■ TEXTO EXTRAÍDO ■
Creio não ser preciso explicar onde “Fora, Bolsonaro” se relaciona com o coronavírus do título deste artigo. Já não se trata nem de relação: o desgoverno do Brasil se tornou o próprio mal em forma de gente: um bolsonavírus. Para esse mal que deprime e traz indignação, eis que no mesmo JC outra notícia acende um sorriso bom:  

“Moradores colocam avisos solidários em elevadores de prédios do Grande Recife

Pessoas se disponibilizam para ajudar vizinhos mais idosos que não devem sair de casa por conta da pandemia de coronavírus

Durante o período, quem está fora do grupo considerado de risco para a covid-19 ainda consegue realizar atividades essenciais na rua, como ir ao mercado ou a farmácia. Mas para quem tem mais de 60 anos - e é considerado parte do grupo de risco - até essas saídas precisam ser evitadas. Para amenizar a dificuldade que realmente não pode ir à rua, uma moradora de um prédio localizado no bairro de Casa Caiada, em Olinda, teve a ideia de colocar um aviso no elevador, se colocando à disposição dos vizinhos idosos para ajudá-los caso eles precisem. 

A professora universitária Thyana Galvão, 45 anos, entrou em quarentena na última segunda-feira (16), junto com as duas filhas, de 8 e 11 anos. No mesmo dia, escreveu o aviso e colocou no elevador. ‘Sempre aproveito esses momentos caóticos para transformar em algo bom. Tenho duas filhas e procuro passar isso para elas, que a situação não é tão ruim, pode ser sempre pior para os outros. Meu prédio tem muitos idosos e fiz isso para tentar ajudar realmente’, contou”.

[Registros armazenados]
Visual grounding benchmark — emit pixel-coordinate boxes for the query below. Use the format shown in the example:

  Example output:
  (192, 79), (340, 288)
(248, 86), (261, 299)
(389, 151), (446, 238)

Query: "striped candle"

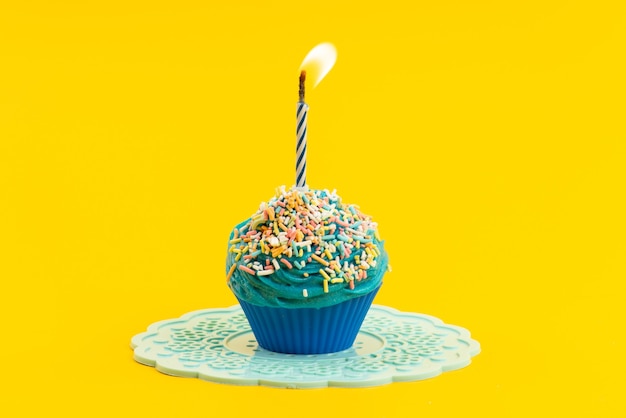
(296, 71), (309, 187)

■ TAREFA PROPOSTA ■
Dê prosseguimento ao texto sobre os avisos solidários nos elevadores do Grande Recife, a partir do ponto em que ele termina. A listagem não tem nenhum papel aqui.

■ ÁREA DE RESPOSTA ■
Mas para mim a melhor notícia, que dá o gosto e a universalidade do particular do Recife, veio da que mostra este anúncio do Cine São Luiz:

“Com sessões suspensas, o Cinema São Luiz troca letreiros: 'Cuidem-se'

Os tradicionais letreiros do cinema de rua de 1952, o mais antigo em funcionamento no Recife, foram alterados especialmente para o momento. ‘Cuidem-se’, diz o painel da direita. ‘Em breve estaremos juntos’, completa o lado esquerdo” https://imagens2.ne10.uol.com.br/blogsne10/social1/uploads/2020/03/O-letreiro-do-Cinema-S%C3%A3o-Luiz-emocionou-pela-sensibilidade.jpg 

Para essa notícia, uma recifense postou no twitter: 

“O cinema de vocês também é carinhoso?

Ao que respondo, deve ser. O cinema do Recife também é cinema do mundo.